**WORK ORDER**
In the "There is No Try" post, what is the minimum number of hours needed to get a commercial certificate?

**PASSAGE PROVIDED**
▽
Sunday, April 5, 2015

There is No Try


No. Try not. Do or do not. There is no try. Yoda reminds me of my CFI in this clip. There's no physical resemblance at all... but the wisdom is the same.

One of the most frustrating aspects of training for CFI is re-learning how to fly from the right seat. You must unlearn what you have learned. The minimum hours to get to a commercial certificate is 250 hours. So even for the fastest learner, you learn to be CFI after spending 250 hours in the left seat. In those hours you hone your skills to the level of reflex to get the results you want out of the plane.

Switch to the right seat where the hands are wrong, the view is wrong, the instruments don't read the same, etc. Its like going from being a right handed writer all your life and being made to write with you left hand. The brain has to get involved again and you have to think about those same things that were subconscious before, the muscle movements, direction the pen should go, etc. etc. Eventually you get used to being in the right seat and the mind gets to back off and subconscious can take over again.
△
**SOURCE DATA**
▽
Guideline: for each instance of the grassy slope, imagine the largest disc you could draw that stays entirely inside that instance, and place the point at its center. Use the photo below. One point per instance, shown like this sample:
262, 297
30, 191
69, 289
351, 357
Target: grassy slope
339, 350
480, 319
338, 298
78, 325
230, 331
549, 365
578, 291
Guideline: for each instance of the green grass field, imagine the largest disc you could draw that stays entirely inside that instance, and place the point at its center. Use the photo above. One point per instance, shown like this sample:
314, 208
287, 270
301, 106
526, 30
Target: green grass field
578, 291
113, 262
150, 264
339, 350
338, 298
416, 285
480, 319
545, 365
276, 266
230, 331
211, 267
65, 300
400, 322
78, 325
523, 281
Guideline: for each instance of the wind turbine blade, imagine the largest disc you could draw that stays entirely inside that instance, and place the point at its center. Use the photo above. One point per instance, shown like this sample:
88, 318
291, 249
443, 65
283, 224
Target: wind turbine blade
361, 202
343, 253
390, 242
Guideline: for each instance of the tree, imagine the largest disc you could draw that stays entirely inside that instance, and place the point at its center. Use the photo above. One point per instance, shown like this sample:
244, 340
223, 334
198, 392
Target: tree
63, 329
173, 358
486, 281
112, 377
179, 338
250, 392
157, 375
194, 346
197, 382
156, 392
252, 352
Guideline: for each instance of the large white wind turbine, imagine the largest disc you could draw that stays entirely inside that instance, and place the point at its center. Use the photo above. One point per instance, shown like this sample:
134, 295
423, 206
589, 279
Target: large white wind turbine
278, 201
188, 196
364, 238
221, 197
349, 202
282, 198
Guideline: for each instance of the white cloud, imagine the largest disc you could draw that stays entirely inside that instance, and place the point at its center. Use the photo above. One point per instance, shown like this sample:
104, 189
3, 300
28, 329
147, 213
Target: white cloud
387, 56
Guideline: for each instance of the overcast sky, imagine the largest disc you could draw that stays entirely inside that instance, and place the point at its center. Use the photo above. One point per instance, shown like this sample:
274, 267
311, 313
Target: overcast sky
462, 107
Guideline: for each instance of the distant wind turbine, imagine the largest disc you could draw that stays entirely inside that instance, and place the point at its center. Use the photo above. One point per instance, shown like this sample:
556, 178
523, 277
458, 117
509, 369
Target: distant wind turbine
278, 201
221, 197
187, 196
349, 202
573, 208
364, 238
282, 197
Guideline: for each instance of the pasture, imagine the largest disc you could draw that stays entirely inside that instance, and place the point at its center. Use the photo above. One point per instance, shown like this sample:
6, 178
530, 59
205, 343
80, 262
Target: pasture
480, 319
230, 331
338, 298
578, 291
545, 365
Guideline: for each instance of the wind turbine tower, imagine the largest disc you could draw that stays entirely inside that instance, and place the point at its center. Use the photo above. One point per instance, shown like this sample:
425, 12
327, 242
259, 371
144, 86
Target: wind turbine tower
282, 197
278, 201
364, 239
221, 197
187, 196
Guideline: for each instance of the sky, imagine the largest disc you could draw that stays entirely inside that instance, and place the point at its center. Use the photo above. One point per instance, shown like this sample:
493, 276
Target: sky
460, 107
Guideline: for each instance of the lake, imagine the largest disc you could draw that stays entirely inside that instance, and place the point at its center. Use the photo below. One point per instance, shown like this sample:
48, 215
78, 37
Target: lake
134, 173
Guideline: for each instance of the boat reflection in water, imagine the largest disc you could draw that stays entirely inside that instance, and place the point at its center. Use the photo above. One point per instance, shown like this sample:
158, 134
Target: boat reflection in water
△
**RESULT**
250 hours